The records:
+-------+
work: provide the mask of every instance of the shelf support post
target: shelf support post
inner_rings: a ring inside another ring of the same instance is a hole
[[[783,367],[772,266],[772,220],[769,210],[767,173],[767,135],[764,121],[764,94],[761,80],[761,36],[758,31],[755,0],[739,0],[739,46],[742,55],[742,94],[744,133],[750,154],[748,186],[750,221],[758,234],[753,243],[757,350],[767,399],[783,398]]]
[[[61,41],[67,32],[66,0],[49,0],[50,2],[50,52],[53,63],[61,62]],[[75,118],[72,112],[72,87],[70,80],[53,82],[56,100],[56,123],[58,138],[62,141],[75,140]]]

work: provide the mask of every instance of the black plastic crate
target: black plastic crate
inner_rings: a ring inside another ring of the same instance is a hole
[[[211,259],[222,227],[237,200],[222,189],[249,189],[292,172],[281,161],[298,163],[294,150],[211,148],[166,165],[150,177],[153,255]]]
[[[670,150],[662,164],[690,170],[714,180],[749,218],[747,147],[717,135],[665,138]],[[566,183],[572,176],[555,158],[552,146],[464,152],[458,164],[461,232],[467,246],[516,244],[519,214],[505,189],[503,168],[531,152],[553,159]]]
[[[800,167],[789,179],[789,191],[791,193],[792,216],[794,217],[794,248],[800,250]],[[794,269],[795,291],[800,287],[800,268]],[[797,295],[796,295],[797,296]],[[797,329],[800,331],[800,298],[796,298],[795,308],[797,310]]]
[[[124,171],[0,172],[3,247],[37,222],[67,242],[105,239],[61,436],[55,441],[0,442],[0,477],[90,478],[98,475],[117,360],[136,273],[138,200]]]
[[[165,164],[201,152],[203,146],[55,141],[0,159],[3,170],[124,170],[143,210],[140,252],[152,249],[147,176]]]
+-------+
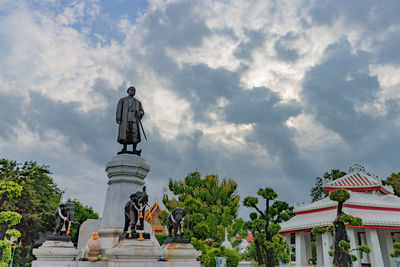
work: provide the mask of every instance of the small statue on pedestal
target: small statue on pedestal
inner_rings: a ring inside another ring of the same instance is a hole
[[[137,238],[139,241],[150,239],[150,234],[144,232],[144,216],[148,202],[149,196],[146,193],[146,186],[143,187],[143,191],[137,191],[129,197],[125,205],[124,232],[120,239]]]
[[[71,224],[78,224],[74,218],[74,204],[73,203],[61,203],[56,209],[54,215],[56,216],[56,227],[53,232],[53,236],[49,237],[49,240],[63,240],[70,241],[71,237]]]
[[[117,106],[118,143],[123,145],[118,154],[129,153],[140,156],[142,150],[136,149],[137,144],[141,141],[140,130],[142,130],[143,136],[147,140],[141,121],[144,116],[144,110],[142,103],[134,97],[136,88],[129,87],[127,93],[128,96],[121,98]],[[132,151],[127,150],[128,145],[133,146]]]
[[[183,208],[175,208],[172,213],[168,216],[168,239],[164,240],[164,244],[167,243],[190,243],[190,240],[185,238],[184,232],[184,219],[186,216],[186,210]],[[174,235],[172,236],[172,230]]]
+-------+
What is needed:
Given the records above, reproduce precisely and only the lines between the line holding "work: provide the mask of every instance of the shelf" and the line holding "target: black plastic crate", inclusive.

Solved exercise:
work: provide the mask of every instance of the shelf support post
target: shelf support post
inner_rings: a ring inside another ring of the same instance is a hole
[[[783,367],[772,266],[772,220],[769,210],[767,173],[767,135],[764,121],[764,94],[761,80],[761,36],[758,31],[755,0],[739,0],[739,46],[742,55],[742,94],[744,133],[750,154],[748,186],[750,221],[758,234],[753,243],[757,350],[767,399],[783,398]]]
[[[61,41],[67,32],[66,0],[49,0],[50,2],[50,52],[53,63],[61,62]],[[75,118],[72,112],[72,87],[70,80],[53,82],[56,100],[56,123],[58,138],[62,141],[75,140]]]

work: provide the mask of every instance of the black plastic crate
target: black plastic crate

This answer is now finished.